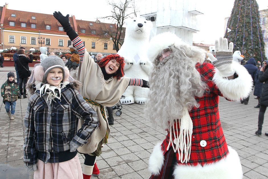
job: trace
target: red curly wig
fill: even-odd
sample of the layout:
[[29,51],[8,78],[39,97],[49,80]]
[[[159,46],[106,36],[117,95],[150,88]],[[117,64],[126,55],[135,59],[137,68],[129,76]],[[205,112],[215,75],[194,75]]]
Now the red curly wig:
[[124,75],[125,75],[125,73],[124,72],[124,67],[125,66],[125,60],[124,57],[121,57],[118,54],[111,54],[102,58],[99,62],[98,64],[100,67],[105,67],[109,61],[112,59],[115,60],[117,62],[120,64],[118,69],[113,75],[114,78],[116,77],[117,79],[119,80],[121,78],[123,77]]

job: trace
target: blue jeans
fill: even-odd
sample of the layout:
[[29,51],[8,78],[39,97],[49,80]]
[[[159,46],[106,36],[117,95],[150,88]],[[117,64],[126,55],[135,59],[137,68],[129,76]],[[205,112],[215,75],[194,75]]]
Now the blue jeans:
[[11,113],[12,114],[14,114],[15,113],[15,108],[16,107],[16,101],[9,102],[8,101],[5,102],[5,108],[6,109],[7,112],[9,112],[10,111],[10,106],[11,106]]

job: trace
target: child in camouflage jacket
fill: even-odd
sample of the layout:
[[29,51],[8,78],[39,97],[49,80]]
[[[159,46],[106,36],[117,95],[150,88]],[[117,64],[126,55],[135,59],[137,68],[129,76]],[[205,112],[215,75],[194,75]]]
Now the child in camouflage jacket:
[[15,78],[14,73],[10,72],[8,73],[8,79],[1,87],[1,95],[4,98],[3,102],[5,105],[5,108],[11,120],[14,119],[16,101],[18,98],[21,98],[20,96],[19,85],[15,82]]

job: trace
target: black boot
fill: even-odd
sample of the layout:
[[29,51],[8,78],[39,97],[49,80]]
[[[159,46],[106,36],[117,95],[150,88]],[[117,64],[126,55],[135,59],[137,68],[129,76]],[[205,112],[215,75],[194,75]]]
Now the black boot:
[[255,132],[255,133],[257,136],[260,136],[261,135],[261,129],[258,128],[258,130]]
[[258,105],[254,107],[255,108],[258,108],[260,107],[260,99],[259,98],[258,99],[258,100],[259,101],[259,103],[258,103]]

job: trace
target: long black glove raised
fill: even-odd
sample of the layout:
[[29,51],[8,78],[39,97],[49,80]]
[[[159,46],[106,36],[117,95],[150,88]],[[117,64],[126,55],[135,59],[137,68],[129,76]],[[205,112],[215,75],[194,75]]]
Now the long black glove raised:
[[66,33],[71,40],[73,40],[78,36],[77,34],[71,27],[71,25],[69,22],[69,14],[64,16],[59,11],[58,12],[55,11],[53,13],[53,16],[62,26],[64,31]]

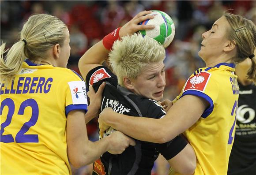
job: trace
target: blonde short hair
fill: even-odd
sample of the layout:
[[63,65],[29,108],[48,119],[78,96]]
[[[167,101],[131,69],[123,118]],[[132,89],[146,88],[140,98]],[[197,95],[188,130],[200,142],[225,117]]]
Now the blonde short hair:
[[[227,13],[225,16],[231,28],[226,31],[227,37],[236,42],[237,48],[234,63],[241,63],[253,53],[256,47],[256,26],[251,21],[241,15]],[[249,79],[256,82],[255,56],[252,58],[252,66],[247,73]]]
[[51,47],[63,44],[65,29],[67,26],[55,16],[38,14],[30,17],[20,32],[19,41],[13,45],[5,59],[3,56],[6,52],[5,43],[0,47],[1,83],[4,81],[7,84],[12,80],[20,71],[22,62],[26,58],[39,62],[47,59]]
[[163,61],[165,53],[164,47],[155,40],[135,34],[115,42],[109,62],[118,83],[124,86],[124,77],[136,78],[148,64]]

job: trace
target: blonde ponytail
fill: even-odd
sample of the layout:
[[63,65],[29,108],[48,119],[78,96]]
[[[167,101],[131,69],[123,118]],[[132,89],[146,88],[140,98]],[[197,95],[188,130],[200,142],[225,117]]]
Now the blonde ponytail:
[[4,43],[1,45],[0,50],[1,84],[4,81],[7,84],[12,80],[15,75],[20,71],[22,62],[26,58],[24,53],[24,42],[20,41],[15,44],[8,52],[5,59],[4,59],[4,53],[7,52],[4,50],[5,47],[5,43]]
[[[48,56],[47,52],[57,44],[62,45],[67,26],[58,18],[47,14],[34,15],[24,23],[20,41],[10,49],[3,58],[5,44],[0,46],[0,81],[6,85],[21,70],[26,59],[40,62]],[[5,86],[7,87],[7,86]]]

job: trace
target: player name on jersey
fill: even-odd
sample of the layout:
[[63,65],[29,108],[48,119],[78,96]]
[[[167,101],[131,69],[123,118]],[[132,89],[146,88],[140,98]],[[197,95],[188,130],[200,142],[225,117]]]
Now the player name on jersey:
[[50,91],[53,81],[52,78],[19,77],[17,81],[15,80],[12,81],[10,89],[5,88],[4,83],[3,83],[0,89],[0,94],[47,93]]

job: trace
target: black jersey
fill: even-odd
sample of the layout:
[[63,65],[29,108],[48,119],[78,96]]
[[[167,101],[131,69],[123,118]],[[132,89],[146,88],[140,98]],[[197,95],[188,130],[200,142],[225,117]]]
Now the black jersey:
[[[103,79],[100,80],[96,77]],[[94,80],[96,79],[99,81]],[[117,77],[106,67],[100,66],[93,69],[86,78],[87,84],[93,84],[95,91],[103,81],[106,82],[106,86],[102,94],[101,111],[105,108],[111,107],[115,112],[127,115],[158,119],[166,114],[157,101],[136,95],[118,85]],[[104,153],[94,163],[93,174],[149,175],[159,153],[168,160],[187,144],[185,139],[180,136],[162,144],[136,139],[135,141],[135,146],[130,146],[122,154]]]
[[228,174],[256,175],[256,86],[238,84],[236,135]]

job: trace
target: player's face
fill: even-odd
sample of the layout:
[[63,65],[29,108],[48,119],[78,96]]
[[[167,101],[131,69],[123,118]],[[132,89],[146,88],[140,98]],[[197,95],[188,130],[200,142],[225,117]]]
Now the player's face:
============================================================
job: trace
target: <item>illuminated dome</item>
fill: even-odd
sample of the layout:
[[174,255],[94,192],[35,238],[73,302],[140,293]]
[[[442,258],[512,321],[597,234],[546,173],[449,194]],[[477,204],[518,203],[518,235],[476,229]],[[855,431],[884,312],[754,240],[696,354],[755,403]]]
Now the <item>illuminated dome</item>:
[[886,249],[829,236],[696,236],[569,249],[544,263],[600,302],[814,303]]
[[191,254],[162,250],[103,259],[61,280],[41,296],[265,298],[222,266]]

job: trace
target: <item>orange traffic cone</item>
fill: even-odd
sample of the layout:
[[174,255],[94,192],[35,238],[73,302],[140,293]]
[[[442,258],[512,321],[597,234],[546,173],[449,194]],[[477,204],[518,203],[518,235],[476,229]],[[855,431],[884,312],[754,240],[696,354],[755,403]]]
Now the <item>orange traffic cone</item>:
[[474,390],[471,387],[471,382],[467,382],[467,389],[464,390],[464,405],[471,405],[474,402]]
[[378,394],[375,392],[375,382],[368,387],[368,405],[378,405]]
============================================================
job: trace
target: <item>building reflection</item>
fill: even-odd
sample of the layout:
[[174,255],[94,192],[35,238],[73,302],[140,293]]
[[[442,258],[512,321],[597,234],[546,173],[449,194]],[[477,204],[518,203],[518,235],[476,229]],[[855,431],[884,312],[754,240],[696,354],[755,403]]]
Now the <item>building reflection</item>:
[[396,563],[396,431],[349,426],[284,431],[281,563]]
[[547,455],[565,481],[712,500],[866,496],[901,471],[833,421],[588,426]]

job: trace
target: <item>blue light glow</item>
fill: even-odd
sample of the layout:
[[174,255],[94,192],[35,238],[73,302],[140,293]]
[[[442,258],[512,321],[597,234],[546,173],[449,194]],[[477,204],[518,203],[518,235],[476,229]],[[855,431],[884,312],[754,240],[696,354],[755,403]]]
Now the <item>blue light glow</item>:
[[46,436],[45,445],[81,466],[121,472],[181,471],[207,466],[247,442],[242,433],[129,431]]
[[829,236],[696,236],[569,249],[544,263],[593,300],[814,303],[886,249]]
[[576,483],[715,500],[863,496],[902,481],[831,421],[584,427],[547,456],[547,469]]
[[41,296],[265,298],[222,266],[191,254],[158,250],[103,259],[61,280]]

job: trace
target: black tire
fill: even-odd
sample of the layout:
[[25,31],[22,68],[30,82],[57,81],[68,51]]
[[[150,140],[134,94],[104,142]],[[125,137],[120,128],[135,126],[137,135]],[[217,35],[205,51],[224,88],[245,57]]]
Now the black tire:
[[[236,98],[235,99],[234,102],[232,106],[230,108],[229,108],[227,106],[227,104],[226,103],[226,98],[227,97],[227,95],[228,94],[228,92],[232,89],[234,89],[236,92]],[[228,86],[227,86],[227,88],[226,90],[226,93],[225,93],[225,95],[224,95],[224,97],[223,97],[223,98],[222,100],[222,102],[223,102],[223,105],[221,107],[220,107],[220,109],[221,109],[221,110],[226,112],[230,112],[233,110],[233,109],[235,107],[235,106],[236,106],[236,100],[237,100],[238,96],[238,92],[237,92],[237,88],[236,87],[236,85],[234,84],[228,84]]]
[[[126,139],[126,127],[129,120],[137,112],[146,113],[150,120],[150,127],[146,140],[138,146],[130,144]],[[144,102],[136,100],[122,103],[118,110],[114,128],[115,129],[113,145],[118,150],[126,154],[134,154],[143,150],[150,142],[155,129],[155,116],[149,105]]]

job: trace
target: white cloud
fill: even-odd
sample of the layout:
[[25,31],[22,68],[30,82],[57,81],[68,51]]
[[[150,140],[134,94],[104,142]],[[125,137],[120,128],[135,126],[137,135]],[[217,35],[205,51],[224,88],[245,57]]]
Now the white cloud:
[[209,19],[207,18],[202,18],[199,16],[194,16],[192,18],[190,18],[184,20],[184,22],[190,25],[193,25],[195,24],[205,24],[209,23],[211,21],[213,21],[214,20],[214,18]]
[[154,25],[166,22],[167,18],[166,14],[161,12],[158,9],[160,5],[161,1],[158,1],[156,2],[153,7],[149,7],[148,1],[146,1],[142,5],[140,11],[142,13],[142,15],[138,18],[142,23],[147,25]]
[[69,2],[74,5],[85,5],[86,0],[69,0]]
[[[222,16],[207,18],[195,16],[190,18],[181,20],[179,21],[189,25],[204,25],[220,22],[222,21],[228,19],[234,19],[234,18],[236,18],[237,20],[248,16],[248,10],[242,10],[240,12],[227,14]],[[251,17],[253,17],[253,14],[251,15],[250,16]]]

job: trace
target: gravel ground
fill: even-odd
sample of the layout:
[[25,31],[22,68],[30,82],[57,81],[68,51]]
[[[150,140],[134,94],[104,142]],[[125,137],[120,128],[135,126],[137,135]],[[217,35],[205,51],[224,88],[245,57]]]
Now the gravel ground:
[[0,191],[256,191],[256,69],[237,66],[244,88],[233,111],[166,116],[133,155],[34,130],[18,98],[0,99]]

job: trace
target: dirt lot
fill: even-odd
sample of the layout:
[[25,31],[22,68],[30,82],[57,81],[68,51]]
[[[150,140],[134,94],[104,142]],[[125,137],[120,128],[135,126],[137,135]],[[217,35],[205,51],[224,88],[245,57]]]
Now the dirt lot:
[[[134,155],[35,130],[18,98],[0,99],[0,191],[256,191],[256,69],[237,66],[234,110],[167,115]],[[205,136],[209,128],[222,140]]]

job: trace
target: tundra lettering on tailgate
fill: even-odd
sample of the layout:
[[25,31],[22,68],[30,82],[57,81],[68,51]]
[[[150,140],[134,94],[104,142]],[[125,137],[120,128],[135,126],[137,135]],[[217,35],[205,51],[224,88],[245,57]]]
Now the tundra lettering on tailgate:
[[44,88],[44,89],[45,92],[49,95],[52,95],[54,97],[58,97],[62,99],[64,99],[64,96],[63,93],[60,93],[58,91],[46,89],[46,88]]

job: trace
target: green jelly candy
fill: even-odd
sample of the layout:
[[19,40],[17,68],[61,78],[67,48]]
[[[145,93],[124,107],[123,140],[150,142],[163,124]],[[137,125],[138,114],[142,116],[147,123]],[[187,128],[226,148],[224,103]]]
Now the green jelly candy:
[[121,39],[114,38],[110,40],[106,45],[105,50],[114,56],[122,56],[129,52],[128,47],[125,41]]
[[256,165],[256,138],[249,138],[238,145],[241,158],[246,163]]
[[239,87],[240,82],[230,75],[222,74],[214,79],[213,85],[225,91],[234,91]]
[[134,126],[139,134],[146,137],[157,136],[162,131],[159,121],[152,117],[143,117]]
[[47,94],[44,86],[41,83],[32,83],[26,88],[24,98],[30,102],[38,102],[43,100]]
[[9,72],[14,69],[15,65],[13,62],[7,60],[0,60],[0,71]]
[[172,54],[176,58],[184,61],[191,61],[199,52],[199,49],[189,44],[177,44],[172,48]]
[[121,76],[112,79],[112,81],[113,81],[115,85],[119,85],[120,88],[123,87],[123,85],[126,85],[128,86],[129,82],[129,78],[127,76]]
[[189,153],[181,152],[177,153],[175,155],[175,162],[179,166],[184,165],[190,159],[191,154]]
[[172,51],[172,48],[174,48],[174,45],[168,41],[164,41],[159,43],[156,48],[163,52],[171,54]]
============================================================
Requirement -
How many of the lines above contain the string "lettering", matching case exactly? Give only the number.

Response -
2